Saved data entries

★ ★ ★

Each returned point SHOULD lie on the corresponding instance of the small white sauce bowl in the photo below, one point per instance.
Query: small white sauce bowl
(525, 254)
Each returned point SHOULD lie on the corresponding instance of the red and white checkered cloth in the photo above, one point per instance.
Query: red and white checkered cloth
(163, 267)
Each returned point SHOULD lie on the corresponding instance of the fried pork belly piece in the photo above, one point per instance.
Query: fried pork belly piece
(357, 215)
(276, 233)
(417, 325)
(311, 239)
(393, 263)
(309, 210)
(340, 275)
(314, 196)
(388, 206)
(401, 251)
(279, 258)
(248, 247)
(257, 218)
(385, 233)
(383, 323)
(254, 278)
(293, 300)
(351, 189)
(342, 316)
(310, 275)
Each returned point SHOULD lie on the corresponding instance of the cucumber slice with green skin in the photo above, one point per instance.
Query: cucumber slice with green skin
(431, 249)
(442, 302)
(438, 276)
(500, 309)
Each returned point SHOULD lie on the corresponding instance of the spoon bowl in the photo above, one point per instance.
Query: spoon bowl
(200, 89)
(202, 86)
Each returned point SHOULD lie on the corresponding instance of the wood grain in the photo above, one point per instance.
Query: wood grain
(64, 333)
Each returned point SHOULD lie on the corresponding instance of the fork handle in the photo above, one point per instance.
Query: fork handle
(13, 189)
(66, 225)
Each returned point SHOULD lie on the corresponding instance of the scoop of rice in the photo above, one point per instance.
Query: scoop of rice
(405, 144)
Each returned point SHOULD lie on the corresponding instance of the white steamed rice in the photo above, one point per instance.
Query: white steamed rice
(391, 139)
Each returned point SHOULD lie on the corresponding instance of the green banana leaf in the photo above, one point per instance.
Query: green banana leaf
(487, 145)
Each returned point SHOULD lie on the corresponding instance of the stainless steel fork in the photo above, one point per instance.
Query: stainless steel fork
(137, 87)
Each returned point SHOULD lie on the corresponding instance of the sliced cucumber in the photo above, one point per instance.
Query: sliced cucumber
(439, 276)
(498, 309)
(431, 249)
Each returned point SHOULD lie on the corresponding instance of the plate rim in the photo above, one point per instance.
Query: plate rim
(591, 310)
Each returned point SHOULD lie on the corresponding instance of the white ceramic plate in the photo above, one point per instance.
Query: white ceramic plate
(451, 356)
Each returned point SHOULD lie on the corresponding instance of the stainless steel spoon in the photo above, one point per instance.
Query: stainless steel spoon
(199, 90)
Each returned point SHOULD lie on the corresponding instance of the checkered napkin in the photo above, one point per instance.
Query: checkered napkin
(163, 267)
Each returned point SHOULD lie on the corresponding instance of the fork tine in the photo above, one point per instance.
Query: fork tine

★ ★ ★

STATED GOAL
Copy out everything in the records above, from the line containing "of the green" down to the end of the records, with both ends included.

TASK RESPONSE
Each returned point SHOULD lie on the corresponding instance of the green banana leaf in the photo above, one point per instance.
Query: green banana leaf
(487, 145)
Each returned point SHOULD lie on the corresponding instance of the stainless steel fork in the photo above, one point per instance.
Query: stainless steel fork
(137, 87)
Each returned point SHOULD lie on the corresponding instance of the sliced cucumber in the photo above, one point per instance.
Query: sliced cucumber
(439, 276)
(498, 309)
(431, 249)
Each returned point SHOULD lie on the corresponding instance of the plate rim in the photo above, one point per instance.
Query: plate rim
(591, 310)
Each returned point SHOULD lie on the corresponding instance of the white ceramic plate in the photo above, one point per instance.
Query: white ceramic plate
(451, 356)
Each returned point SHOULD lie on the corresponding instance of the stainless steel spoon in the photo above, one point per instance.
Query: stainless steel spoon
(199, 90)
Each returned point SHOULD lie on the corresponding instance of the checkered napkin in the photo above, one point per instance.
Query: checkered napkin
(163, 267)
Each returned point SHOULD lie on the corresponding instance of the fork tine in the photo above, one point per instance.
Query: fork tine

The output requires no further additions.